SHORT PROBLEM — Exclude the pictures and retype the entries as written.

(Raw records)

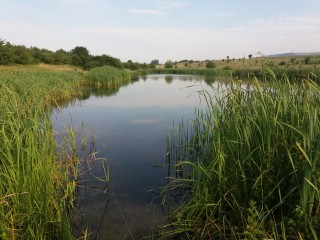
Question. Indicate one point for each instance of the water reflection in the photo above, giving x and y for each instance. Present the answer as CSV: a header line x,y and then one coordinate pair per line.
x,y
129,127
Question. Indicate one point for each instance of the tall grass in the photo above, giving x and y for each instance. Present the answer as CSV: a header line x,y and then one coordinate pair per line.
x,y
109,77
191,71
248,166
35,186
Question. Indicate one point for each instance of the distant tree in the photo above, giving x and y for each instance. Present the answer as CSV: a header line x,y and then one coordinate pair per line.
x,y
155,62
307,60
62,57
80,56
210,64
22,55
168,64
6,53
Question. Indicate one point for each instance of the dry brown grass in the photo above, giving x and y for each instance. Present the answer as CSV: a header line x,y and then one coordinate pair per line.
x,y
254,63
68,68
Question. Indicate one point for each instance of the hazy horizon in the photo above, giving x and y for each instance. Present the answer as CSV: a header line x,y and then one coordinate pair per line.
x,y
161,29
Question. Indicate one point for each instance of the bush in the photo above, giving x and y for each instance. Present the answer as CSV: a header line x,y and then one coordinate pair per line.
x,y
210,64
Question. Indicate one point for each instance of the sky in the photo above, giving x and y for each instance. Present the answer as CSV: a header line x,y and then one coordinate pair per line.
x,y
145,30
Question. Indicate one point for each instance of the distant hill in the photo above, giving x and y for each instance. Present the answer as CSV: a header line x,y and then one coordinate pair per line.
x,y
292,54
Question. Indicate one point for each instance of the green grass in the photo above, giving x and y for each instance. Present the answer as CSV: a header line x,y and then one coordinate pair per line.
x,y
191,71
35,186
248,166
109,77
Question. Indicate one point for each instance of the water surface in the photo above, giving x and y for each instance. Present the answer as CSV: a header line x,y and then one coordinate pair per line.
x,y
127,131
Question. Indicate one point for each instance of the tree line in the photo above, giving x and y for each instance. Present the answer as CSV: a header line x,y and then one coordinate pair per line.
x,y
79,56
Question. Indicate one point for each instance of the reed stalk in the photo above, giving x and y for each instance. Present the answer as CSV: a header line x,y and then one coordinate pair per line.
x,y
249,166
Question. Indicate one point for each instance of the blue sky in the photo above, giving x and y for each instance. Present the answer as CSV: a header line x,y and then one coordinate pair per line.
x,y
143,30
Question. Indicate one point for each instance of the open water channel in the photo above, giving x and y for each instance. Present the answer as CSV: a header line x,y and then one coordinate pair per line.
x,y
126,136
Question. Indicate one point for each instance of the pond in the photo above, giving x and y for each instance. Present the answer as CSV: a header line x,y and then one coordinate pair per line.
x,y
126,134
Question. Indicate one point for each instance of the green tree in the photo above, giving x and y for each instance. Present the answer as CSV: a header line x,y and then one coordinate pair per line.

COMPLETE RESPONSE —
Question. Indicate one point for each instance of the water reflection in the photo above, giving x and y for each instance. Present the answer as CSV: a header line x,y and then one coordinate pair per line.
x,y
129,127
Question. Indicate one point for each instance of the tall grass in the photo above, giving x and y for each instance. Present the answer as CSV: a header line x,y and then one coordinate pair per line.
x,y
109,77
191,71
248,166
35,186
Question. Indicate one point for each instance of the distant tree in the photo above, giving x and y for each instance. Present the answer as CSV: a header line x,y and then one coordinate pair per line.
x,y
155,62
307,60
62,57
80,56
210,64
22,55
168,64
6,53
Question. Indicate one point for each instance of the dry brown grass in the photo above, giving x and y for each instance. Present the answer as CSV: a header line x,y and then one coordinate pair per line.
x,y
254,63
68,68
Question. Indicate one point for each instance of the hazy horizon in the photo above, giving x and y for each instance. Present the answer as CSV: a header line x,y and then one coordinate pair per line.
x,y
161,29
Question. Indicate one point for each instance of the bush in the photo above, giving x and y for each instance. Present the answer as CSV: a header line x,y and then one coordinate pair per line.
x,y
210,64
Question. Indicate one point for each instance of the sky in the photo above, giving x and y for each instance. Present the answer as CSV: a header line x,y and then one coordinate pair per line.
x,y
145,30
Question. Indicate one point for each instance of the distant hill in the photo above, giving x and y for each instance. Present the answer as CSV: a header line x,y and then one coordinate pair per line.
x,y
292,54
Question. Indicate one point for each instance of the green grass in the photo above, giving x and y for each instance. Present the answer as CSV: a header line x,y and then one coordinate pair per line.
x,y
191,71
35,186
248,166
109,77
Question. Indicate one point for each instance of the water surface in the photo above, giving x and y for each instance. Present the answer as CSV: a header line x,y and then one coordinate pair per line.
x,y
127,131
Question. Indicate one point for each instance of the tree line in the photo above, giving x and y for each instance. Present the answer as CSV: a header line x,y and then one coordinate pair per line.
x,y
79,56
Question. Indicate one point for each instance of the reed stalk in the photo above, giving x and y for each instance. Present the answer as CSV: a header line x,y and then one coordinate pair per line.
x,y
249,166
Question. Indicate one point for each instance of the blue sky in the photo above, giving x and y for each instance. Present the answer as CSV: a header line x,y and then one coordinate pair per line.
x,y
143,30
Question. Indicate one point for each instance of the open water channel in the photo above, giving x and y for each instance. Present the answer as CSV: a header line x,y and then one coordinate pair per line.
x,y
126,136
Question. Indicate one point for each instance of the pond in the photo above, giving x and y for each instance. Present the answer as CSV: a header line x,y and then one coordinate pair per line.
x,y
126,134
Question. Indicate one point for each instance of the green tree in the photo above, giving x and y for each instance. Present the answer as CSV: a header line x,y and then one coordinate pair per line.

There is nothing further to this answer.